Problem to work on:
Please copy all of the rows below, word for word and unchanged.

Stored data:
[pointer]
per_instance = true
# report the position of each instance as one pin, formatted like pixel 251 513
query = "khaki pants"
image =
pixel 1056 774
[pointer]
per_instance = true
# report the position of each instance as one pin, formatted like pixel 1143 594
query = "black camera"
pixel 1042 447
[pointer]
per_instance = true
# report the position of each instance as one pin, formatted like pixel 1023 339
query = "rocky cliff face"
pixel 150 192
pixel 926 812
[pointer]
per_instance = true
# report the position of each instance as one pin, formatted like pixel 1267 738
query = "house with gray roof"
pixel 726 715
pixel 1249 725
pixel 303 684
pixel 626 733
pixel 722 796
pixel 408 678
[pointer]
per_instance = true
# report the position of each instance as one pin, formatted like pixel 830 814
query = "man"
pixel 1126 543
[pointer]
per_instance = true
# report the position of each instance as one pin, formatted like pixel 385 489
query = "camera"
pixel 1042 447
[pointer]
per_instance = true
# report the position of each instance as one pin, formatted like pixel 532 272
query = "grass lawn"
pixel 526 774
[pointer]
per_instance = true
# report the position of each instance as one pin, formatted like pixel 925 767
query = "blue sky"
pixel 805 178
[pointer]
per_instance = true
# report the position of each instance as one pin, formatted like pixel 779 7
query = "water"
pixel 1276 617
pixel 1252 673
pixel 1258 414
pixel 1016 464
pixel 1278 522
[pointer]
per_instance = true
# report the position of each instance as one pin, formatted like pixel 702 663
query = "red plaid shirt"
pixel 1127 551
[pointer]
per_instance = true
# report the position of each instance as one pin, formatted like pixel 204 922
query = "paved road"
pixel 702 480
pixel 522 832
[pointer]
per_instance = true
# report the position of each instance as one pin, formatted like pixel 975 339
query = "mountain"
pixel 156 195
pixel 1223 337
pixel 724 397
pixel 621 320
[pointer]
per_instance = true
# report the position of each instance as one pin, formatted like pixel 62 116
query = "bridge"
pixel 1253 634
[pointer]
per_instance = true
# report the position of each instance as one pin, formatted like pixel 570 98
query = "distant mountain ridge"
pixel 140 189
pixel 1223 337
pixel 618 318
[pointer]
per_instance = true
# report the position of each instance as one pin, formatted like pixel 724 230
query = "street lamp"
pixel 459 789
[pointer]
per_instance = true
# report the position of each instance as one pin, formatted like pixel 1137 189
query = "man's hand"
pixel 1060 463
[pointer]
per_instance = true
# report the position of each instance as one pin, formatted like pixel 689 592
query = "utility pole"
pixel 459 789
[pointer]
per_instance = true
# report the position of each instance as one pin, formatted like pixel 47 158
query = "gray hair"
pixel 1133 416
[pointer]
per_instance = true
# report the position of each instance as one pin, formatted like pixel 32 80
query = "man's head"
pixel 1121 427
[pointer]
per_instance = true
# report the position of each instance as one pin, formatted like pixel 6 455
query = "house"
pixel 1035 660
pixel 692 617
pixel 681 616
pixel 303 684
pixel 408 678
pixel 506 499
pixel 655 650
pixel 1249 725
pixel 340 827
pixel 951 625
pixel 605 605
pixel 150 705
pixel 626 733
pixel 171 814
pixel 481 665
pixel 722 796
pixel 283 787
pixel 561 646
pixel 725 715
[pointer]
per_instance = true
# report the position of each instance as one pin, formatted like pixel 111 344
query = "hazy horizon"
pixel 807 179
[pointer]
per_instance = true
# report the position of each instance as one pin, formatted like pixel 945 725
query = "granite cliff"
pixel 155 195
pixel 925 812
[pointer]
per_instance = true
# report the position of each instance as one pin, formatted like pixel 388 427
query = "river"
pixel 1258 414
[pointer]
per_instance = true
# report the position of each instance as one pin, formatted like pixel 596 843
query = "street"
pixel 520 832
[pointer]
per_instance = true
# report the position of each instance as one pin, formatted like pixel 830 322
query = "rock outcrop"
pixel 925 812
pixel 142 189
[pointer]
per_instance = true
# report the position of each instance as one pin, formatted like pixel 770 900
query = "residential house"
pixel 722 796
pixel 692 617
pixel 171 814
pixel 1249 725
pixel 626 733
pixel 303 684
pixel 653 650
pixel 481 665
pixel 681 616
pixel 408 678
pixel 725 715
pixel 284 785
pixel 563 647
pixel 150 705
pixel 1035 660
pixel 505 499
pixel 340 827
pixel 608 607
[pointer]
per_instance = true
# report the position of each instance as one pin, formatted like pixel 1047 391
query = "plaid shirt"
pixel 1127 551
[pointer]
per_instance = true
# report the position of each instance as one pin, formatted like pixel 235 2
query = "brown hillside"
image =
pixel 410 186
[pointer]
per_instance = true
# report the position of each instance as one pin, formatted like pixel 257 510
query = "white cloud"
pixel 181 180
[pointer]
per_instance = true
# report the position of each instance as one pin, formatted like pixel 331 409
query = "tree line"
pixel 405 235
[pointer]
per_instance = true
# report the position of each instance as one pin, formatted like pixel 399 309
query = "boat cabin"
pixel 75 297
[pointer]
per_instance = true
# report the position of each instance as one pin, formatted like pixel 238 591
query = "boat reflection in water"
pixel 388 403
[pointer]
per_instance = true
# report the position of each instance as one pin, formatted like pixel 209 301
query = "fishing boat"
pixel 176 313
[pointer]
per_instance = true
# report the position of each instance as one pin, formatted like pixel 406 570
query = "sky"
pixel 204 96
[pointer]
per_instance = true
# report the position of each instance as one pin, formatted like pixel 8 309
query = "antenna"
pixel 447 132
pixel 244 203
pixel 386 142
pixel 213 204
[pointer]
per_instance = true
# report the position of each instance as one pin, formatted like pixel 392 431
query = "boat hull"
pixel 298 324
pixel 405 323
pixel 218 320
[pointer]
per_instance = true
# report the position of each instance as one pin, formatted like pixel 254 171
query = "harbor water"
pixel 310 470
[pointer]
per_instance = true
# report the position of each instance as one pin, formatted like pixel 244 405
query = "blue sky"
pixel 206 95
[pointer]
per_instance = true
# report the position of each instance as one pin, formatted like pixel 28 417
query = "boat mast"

Solution below:
[pointer]
per_instance = true
# report the position of each instance as one pin, formatted like pixel 251 513
query = "khaki pants"
image =
pixel 1056 774
[pointer]
per_instance = true
# report the position of each instance as one pin, formatted like pixel 1143 594
query = "black camera"
pixel 1042 447
[pointer]
per_instance = true
# report the position of each instance as one pin, formatted like pixel 1023 339
query = "rocky cliff face"
pixel 150 192
pixel 926 812
[pointer]
per_instance = true
# report the position of each instance as one pin, formatted like pixel 1267 738
query = "house with gray roof"
pixel 726 715
pixel 1249 725
pixel 303 684
pixel 626 733
pixel 722 796
pixel 408 678
[pointer]
per_instance = true
# report the position of each instance as one pin, formatted like pixel 830 814
query = "man"
pixel 1126 543
[pointer]
per_instance = true
# report the position of each instance as one pin, formatted like pixel 385 489
query = "camera"
pixel 1042 447
[pointer]
per_instance = true
# report the position of each instance as one pin, formatted like pixel 532 272
query = "grass lawn"
pixel 526 774
[pointer]
per_instance = true
# report the position of each instance as one pin, formatted like pixel 925 767
query = "blue sky"
pixel 805 178
[pointer]
per_instance = true
# report the position of each instance as one pin, formatted like pixel 779 7
query = "water"
pixel 1276 617
pixel 1252 673
pixel 1258 414
pixel 1016 464
pixel 1278 522
[pointer]
per_instance = true
# report the position of each instance as one pin, formatted like pixel 702 663
query = "red plaid shirt"
pixel 1127 551
[pointer]
per_instance = true
# report the position of each instance as one pin, formatted like pixel 204 922
query = "paved road"
pixel 702 480
pixel 522 832
[pointer]
per_instance = true
# report the position of each instance as one pin, formatted like pixel 975 339
query = "mountain"
pixel 156 195
pixel 1223 337
pixel 724 397
pixel 621 320
[pointer]
per_instance = true
# report the position of each instance as one pin, formatted like pixel 62 116
query = "bridge"
pixel 1253 634
[pointer]
per_instance = true
# report the position of each instance as one pin, formatted like pixel 570 98
query = "distant mountain ridge"
pixel 140 189
pixel 1223 337
pixel 618 318
[pointer]
per_instance = true
# report the position of each instance as one pin, formatted like pixel 724 230
query = "street lamp"
pixel 459 789
[pointer]
per_instance = true
# report the position of each instance as one pin, formatted like pixel 1137 189
query = "man's hand"
pixel 1060 463
[pointer]
per_instance = true
# report the position of each instance as one pin, formatted like pixel 689 592
query = "utility pole"
pixel 459 789
[pointer]
per_instance = true
# report the position of each instance as one pin, formatted like pixel 47 158
query = "gray hair"
pixel 1133 416
[pointer]
per_instance = true
# report the position of each instance as one pin, formatted like pixel 32 80
query = "man's head"
pixel 1121 427
[pointer]
per_instance = true
# report the position of each instance as one pin, formatted like pixel 6 455
query = "house"
pixel 1035 660
pixel 692 617
pixel 681 616
pixel 303 684
pixel 408 678
pixel 506 499
pixel 655 650
pixel 1249 725
pixel 340 827
pixel 951 625
pixel 605 605
pixel 150 705
pixel 626 733
pixel 171 814
pixel 481 665
pixel 722 796
pixel 283 787
pixel 561 646
pixel 725 715
[pointer]
per_instance = true
# report the position of each instance as one pin, formatted like pixel 111 344
query = "hazy horizon"
pixel 807 179
[pointer]
per_instance = true
# report the position of each instance as one pin, formatted like pixel 945 725
query = "granite cliff"
pixel 155 195
pixel 925 812
[pointer]
per_instance = true
# report the position of each instance as one pin, formatted like pixel 388 427
query = "river"
pixel 1258 414
[pointer]
per_instance = true
# report the position of each instance as one pin, formatted like pixel 596 843
query = "street"
pixel 520 832
[pointer]
per_instance = true
# report the position of each instance as one pin, formatted like pixel 830 322
query = "rock outcrop"
pixel 925 812
pixel 142 189
[pointer]
per_instance = true
# report the position of each instance as one pin, formatted like pixel 770 900
query = "residential house"
pixel 722 796
pixel 692 617
pixel 171 814
pixel 1249 725
pixel 626 733
pixel 303 684
pixel 653 650
pixel 481 665
pixel 681 616
pixel 408 678
pixel 725 715
pixel 284 785
pixel 563 647
pixel 150 705
pixel 1035 660
pixel 505 499
pixel 340 827
pixel 608 607
[pointer]
per_instance = true
# report the position of each instance as one pin, formatted like pixel 1047 391
query = "plaid shirt"
pixel 1127 551
[pointer]
per_instance = true
# report the position of each instance as one pin, formatted like pixel 235 2
query = "brown hillside"
image =
pixel 410 186
[pointer]
per_instance = true
# report the position of each instance as one pin, formatted like pixel 257 510
query = "white cloud"
pixel 181 180
[pointer]
per_instance = true
# report the position of each instance as one pin, formatted like pixel 331 409
query = "tree line"
pixel 405 235
[pointer]
per_instance = true
# report the position of each instance as one pin, formatted like pixel 399 309
query = "boat cabin"
pixel 75 297
[pointer]
per_instance = true
# report the position of each instance as one pin, formatted like pixel 238 591
query = "boat reflection in water"
pixel 388 403
[pointer]
per_instance = true
# report the position of each instance as one pin, formatted like pixel 209 301
query = "fishing boat"
pixel 176 313
[pointer]
per_instance = true
# report the position of each instance as one pin, formatted like pixel 406 570
query = "sky"
pixel 204 96
[pointer]
per_instance = true
# report the position of each instance as one pin, formatted like pixel 8 309
query = "antenna"
pixel 447 132
pixel 244 203
pixel 386 142
pixel 213 204
[pointer]
per_instance = true
# report the position of each instance as one pin, formatted like pixel 392 431
query = "boat hull"
pixel 298 324
pixel 405 323
pixel 218 320
[pointer]
per_instance = true
# report the position of each instance as one pin, formatted like pixel 254 171
query = "harbor water"
pixel 310 470
[pointer]
per_instance = true
# report the position of each instance as one pin, formatted like pixel 244 405
query = "blue sky"
pixel 206 95
[pointer]
per_instance = true
# report the position of each instance as one pin, formatted like pixel 28 417
query = "boat mast"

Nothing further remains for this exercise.